[A block of data]
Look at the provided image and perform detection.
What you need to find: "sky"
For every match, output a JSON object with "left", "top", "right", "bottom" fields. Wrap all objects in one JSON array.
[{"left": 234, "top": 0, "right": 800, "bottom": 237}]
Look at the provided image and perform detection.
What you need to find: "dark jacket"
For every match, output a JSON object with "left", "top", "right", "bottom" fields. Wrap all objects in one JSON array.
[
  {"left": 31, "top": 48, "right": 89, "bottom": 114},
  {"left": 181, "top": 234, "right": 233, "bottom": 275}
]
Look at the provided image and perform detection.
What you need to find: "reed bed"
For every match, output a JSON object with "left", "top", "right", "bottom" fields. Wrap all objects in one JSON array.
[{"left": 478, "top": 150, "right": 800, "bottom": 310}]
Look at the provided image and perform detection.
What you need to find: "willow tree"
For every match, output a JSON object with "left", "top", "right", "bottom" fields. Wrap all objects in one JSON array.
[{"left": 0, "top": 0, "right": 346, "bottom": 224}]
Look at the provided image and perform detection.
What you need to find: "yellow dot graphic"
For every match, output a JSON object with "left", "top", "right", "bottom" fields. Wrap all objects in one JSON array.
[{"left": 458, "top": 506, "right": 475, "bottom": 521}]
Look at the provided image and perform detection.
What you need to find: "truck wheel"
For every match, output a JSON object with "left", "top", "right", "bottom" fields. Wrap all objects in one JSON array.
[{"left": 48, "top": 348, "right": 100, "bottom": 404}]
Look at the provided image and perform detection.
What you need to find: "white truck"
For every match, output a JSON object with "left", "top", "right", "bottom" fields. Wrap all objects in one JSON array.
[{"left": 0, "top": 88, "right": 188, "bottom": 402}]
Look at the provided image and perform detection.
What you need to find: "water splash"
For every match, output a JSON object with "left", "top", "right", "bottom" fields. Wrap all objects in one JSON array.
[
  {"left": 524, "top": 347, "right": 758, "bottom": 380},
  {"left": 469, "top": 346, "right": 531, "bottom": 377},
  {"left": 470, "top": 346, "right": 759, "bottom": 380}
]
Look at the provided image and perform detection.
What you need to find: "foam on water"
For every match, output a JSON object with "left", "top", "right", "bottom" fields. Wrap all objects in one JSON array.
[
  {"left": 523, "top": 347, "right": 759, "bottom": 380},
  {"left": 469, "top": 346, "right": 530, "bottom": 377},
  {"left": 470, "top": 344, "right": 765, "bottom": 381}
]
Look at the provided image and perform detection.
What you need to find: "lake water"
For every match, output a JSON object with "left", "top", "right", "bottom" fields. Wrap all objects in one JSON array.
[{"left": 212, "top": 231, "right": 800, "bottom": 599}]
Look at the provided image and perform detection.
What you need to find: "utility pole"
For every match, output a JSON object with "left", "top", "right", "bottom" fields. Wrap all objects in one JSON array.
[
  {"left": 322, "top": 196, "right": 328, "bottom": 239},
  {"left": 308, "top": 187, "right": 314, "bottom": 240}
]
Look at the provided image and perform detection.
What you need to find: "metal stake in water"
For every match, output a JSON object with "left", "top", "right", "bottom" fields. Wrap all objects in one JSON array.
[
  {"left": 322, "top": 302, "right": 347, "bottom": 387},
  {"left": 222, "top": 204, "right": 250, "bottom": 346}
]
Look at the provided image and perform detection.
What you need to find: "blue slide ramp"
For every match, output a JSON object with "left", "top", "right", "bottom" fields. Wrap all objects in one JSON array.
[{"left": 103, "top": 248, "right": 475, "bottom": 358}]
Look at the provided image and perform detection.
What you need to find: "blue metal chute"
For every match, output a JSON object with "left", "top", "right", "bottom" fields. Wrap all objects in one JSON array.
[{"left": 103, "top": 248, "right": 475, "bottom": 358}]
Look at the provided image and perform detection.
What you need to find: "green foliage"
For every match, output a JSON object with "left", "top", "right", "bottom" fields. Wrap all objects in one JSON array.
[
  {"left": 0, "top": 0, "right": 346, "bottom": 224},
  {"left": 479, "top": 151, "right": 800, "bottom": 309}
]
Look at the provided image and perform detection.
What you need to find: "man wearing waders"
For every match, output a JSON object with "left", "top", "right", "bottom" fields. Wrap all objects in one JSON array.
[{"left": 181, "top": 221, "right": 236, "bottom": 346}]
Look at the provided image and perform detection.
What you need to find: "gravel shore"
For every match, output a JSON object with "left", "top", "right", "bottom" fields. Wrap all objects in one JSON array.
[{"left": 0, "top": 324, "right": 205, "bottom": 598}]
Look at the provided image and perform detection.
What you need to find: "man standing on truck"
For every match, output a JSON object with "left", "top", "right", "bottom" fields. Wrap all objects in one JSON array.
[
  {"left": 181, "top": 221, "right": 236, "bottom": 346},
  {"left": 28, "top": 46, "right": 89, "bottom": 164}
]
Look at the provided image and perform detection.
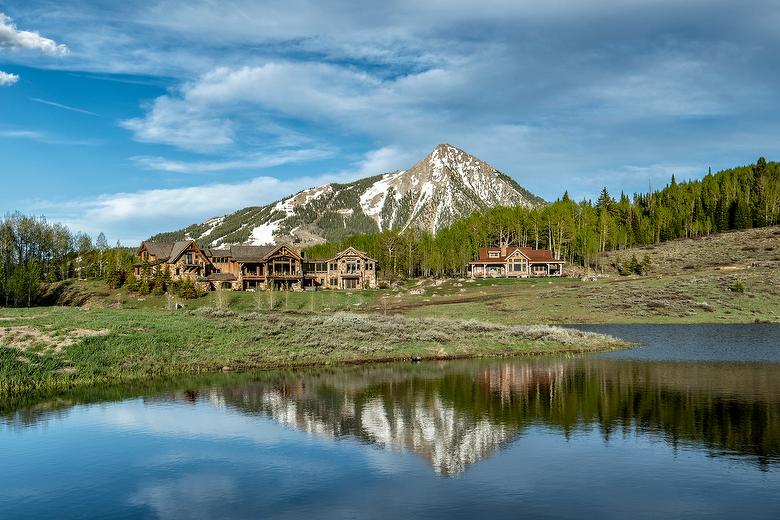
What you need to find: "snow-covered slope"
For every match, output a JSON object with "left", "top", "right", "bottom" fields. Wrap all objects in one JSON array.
[{"left": 155, "top": 144, "right": 544, "bottom": 246}]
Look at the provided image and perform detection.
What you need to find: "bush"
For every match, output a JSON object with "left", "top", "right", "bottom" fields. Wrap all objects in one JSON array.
[
  {"left": 171, "top": 278, "right": 203, "bottom": 300},
  {"left": 125, "top": 273, "right": 138, "bottom": 292}
]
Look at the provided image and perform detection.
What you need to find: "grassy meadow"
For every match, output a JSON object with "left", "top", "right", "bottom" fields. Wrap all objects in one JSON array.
[
  {"left": 0, "top": 307, "right": 625, "bottom": 397},
  {"left": 0, "top": 227, "right": 780, "bottom": 397}
]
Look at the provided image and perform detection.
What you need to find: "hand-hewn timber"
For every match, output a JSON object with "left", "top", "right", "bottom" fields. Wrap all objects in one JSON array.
[{"left": 134, "top": 240, "right": 377, "bottom": 290}]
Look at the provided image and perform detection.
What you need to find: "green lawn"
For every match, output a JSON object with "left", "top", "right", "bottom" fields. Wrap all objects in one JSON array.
[{"left": 0, "top": 304, "right": 624, "bottom": 397}]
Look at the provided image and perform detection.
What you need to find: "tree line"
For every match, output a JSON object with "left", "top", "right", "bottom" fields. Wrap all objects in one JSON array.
[
  {"left": 305, "top": 157, "right": 780, "bottom": 279},
  {"left": 0, "top": 213, "right": 133, "bottom": 307}
]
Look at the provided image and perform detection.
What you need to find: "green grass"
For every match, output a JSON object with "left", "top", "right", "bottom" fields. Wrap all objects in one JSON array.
[{"left": 0, "top": 307, "right": 624, "bottom": 397}]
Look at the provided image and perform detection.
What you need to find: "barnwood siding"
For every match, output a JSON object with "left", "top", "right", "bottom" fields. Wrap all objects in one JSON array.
[
  {"left": 469, "top": 246, "right": 564, "bottom": 278},
  {"left": 135, "top": 240, "right": 377, "bottom": 290}
]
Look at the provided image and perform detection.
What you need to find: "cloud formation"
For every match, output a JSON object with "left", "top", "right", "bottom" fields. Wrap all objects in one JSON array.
[
  {"left": 0, "top": 13, "right": 69, "bottom": 56},
  {"left": 0, "top": 70, "right": 19, "bottom": 87},
  {"left": 6, "top": 0, "right": 780, "bottom": 242}
]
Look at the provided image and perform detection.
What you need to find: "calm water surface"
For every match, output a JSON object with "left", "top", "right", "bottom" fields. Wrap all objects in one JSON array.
[{"left": 0, "top": 325, "right": 780, "bottom": 519}]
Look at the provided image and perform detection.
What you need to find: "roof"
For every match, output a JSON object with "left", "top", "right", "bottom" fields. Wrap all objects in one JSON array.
[
  {"left": 518, "top": 247, "right": 564, "bottom": 264},
  {"left": 329, "top": 246, "right": 376, "bottom": 262},
  {"left": 207, "top": 273, "right": 238, "bottom": 282},
  {"left": 168, "top": 240, "right": 195, "bottom": 264},
  {"left": 230, "top": 246, "right": 277, "bottom": 262},
  {"left": 471, "top": 247, "right": 564, "bottom": 264},
  {"left": 138, "top": 240, "right": 173, "bottom": 261},
  {"left": 206, "top": 247, "right": 232, "bottom": 258}
]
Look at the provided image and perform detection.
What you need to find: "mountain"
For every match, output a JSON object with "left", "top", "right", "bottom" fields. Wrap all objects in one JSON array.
[{"left": 152, "top": 144, "right": 544, "bottom": 246}]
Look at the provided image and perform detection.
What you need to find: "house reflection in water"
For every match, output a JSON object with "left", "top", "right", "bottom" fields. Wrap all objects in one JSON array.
[{"left": 148, "top": 358, "right": 780, "bottom": 475}]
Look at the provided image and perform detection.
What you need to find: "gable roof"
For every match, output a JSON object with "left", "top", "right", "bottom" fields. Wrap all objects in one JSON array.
[
  {"left": 518, "top": 247, "right": 564, "bottom": 264},
  {"left": 472, "top": 247, "right": 564, "bottom": 264},
  {"left": 328, "top": 246, "right": 376, "bottom": 262},
  {"left": 138, "top": 240, "right": 173, "bottom": 262},
  {"left": 230, "top": 246, "right": 277, "bottom": 262},
  {"left": 168, "top": 240, "right": 193, "bottom": 264}
]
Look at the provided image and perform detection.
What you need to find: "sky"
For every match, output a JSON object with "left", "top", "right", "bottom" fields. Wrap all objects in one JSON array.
[{"left": 0, "top": 0, "right": 780, "bottom": 245}]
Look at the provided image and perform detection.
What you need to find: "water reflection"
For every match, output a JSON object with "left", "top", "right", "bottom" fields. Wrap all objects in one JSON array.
[{"left": 99, "top": 358, "right": 780, "bottom": 475}]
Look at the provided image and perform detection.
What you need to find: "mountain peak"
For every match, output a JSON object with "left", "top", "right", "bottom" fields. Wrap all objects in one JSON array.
[{"left": 155, "top": 143, "right": 544, "bottom": 246}]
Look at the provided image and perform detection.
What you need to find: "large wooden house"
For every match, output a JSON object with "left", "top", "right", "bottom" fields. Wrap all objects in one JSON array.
[
  {"left": 135, "top": 240, "right": 377, "bottom": 290},
  {"left": 304, "top": 247, "right": 377, "bottom": 289},
  {"left": 469, "top": 246, "right": 565, "bottom": 278}
]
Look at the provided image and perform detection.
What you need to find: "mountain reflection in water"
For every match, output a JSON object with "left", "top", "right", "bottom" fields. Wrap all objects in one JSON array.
[{"left": 114, "top": 358, "right": 780, "bottom": 475}]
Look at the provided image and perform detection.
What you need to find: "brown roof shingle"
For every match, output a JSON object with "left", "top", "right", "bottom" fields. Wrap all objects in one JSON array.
[
  {"left": 230, "top": 246, "right": 277, "bottom": 262},
  {"left": 139, "top": 240, "right": 173, "bottom": 262}
]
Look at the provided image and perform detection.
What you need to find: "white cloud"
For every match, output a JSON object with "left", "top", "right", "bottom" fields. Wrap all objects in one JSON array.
[
  {"left": 0, "top": 70, "right": 19, "bottom": 87},
  {"left": 131, "top": 149, "right": 332, "bottom": 173},
  {"left": 33, "top": 149, "right": 390, "bottom": 244},
  {"left": 0, "top": 13, "right": 70, "bottom": 56}
]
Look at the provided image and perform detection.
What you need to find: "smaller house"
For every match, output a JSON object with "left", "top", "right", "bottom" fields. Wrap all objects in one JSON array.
[
  {"left": 469, "top": 246, "right": 565, "bottom": 278},
  {"left": 133, "top": 240, "right": 213, "bottom": 282},
  {"left": 304, "top": 247, "right": 377, "bottom": 289}
]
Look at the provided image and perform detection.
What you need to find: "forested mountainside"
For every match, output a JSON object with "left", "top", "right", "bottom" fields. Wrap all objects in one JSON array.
[
  {"left": 152, "top": 144, "right": 544, "bottom": 246},
  {"left": 306, "top": 157, "right": 780, "bottom": 276}
]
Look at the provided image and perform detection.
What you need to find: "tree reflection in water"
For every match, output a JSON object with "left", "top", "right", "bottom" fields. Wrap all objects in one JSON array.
[{"left": 5, "top": 357, "right": 780, "bottom": 475}]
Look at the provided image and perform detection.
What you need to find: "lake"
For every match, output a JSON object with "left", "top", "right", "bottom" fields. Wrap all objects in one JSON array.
[{"left": 0, "top": 324, "right": 780, "bottom": 519}]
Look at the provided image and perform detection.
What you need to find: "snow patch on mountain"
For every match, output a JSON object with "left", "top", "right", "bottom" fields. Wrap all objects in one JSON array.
[
  {"left": 249, "top": 220, "right": 279, "bottom": 246},
  {"left": 156, "top": 144, "right": 544, "bottom": 245}
]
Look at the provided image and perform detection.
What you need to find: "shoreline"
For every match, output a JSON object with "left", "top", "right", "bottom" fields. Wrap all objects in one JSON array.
[{"left": 0, "top": 307, "right": 632, "bottom": 399}]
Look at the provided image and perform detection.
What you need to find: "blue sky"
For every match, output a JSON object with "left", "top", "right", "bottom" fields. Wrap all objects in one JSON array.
[{"left": 0, "top": 0, "right": 780, "bottom": 244}]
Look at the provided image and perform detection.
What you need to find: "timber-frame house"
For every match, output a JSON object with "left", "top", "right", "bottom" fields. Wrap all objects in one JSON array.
[
  {"left": 134, "top": 240, "right": 377, "bottom": 291},
  {"left": 469, "top": 246, "right": 565, "bottom": 278}
]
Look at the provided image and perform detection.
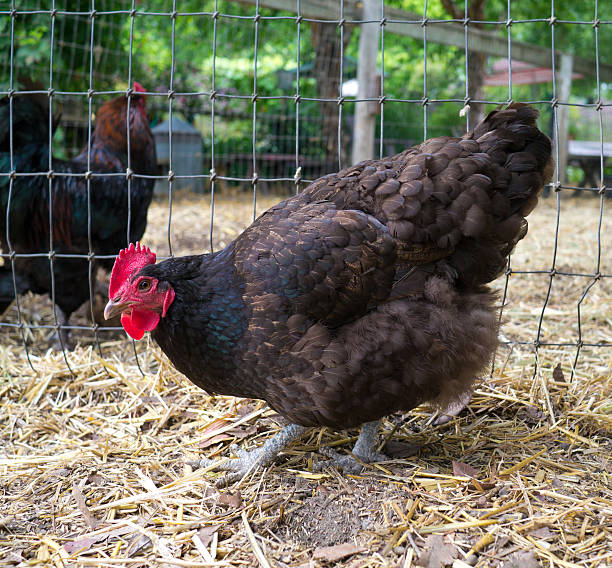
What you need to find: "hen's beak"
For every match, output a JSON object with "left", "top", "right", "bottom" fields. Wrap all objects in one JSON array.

| SHORT PROBLEM |
Count the lines in the listing above that contain the string "white", treating uppercase and lowercase as distinct. Give only the number.

| WRITTEN SOLUTION |
2